§ **Problem**:
The required output is the line containing "target | white frost coating" followed by every later line through the end of the data, all reproduced exactly.

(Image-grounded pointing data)
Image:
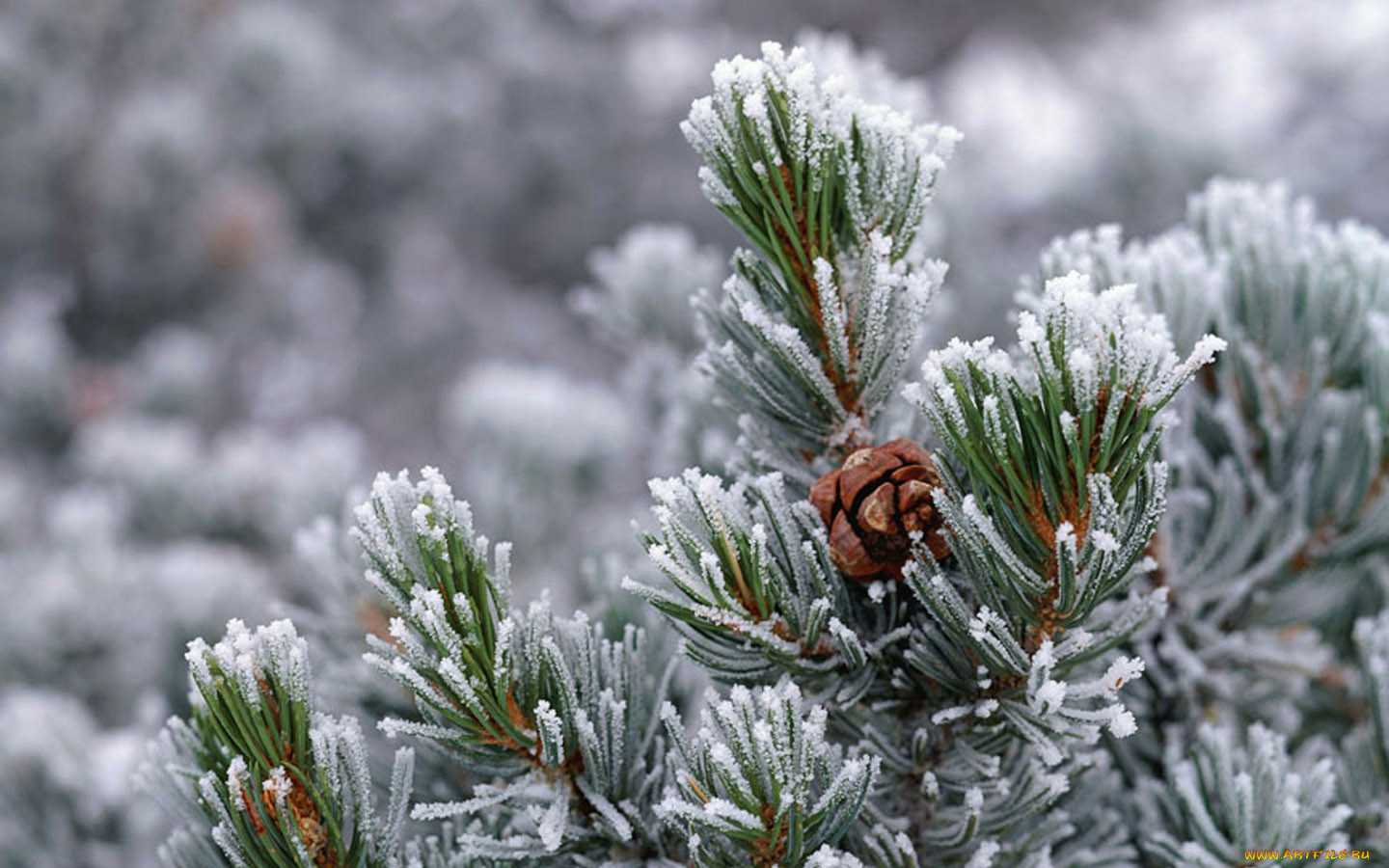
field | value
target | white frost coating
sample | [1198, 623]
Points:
[278, 785]
[984, 855]
[553, 824]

§ **Solution to this problem**:
target | white frost coating
sample | [1198, 623]
Points:
[278, 785]
[984, 855]
[553, 824]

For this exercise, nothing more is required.